» **Excerpted text**
-------------------------

I shouldn't really pick on you. I'm sure you were just concerned for your listeners, and there's probably some regulation from Ofcom which says you have to stop people like me from giving views on mental illness which don't consist of 'don't worry, it gets better, just get some professional help and it all goes away'.

You're not the only ones at fault. Most of the media is putting a large amount of pressure on Tumblr to restrict the ability of people to post images which condone self-harm on their website. Helen Goodman MP, the Shadow Minister for Culture, Media and Sport, told the BBC "The kind of images you can see would never be allowed in a film with a 12 certificate or before the watershed. This is not acceptable." Perhaps she should be more concerned about the fact that young people feel so isolated and miserable and are suffering so badly that the only way they feel they can find community and release is to cut themselves open, take pictures and post it on the web.

The problem with the approach you're taking is that people who are self-harming are not doing so just because it's fashionable; the urge to cut or burn or starve oneself is one which comes from the deepest kind of sadness and emotional turmoil. When you get better, those urges start to go away. If you feel so utterly lonely and marginalised and isolated that taking a razor blade, cutting your arm open and watching it bleed is the only way for you to feel some kind of release, how do you think you're going to feel when the people in charge, the people who are supposed to care about you and look after you until you're of an age where you can look after yourself, simply say that it's unacceptable that you should be exposed to graphic images online? You're going to laugh bitterly as you're reminded that nobody cares about you, that the world is a horrible place and nobody else could ever understand what you're going through, except maybe the friends you've made online who seem to be able to empathise with what you're feeling - but now you want to take them away as well, because any community in which people talk about self-harm in a way that isn't utterly clinical or negative must be glorifying it.

-------------------------

» **What you have to do**
Pick up the text on self-harm and media pressure on Tumblr after its last sentence, and continue it in the same voice.

-------------------------

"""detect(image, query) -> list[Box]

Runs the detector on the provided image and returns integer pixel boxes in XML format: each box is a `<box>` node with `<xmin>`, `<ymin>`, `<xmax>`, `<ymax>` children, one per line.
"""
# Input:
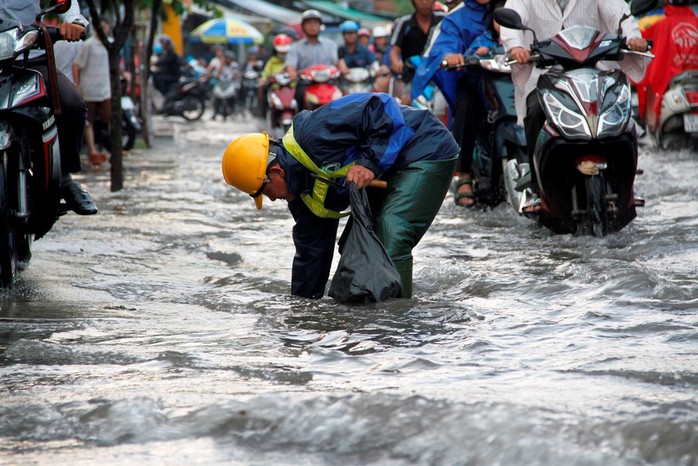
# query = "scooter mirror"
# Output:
<box><xmin>49</xmin><ymin>0</ymin><xmax>72</xmax><ymax>14</ymax></box>
<box><xmin>494</xmin><ymin>8</ymin><xmax>527</xmax><ymax>30</ymax></box>
<box><xmin>630</xmin><ymin>0</ymin><xmax>657</xmax><ymax>16</ymax></box>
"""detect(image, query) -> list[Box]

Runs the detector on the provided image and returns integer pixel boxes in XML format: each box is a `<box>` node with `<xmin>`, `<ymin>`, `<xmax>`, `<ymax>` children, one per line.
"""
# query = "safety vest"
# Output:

-------------------------

» **Result of the task**
Self-harm is not the simple issue you want it to be. It's not a simple matter of attention seeking and learned behaviours. People self-harm for a huge variety of reasons: to take control of a life that feels completely chaotic; to punish themselves because they hate themselves; to find some release; just to feel something because they've been on antidepressants for three months and they can't feel anything anymore and the drugs aren't helping; and yes, sometimes for attention, because they feel trapped and need help and can't think of any other way to ask for it. When you boil a vast array of behaviours down to 'this is a bad thing', you further isolate some of the most vulnerable people in society.

We live in a paradigm where to talk about self-harm in anything other than a completely condemnatory fashion is to glorify and condone it. Not only does this ignore the fact that self-harm is one of a constellation of symptoms which stem from a much deeper hurt, it also makes the people who practise it feel even worse, because they're told that this thing that they are doing, that they sometimes have an uncontrollable urge to do, is wrong and dangerous and never something they should do under any circumstances. They're also bombarded with stories like this one, stories which say 'she self-harmed and killed herself', like self-harm and suicide are behaviours which can be conflated. They're not. They are utterly different. People use self-harm as a coping mechanism, to allow them to function in a world where they feel completely alienated; in many cases it's exactly what prevents them from thinking or acting on suicidal thoughts.

Mental illness is a terrible thing to have to suffer through, and it is completely regrettable that so many of us have spent so much of our lives feeling the worst kind of sadness for seemingly no reason at all, and that in order to continue to live in this world we feel that the only thing we can do is to harm ourselves for whatever reason. What is much, much worse than this is to further isolate people like me and so very many others by taking such a narrow-minded view of the ways in which we suffer, and the ways we try to find to cope with that suffering.

Thank you for having me on your show.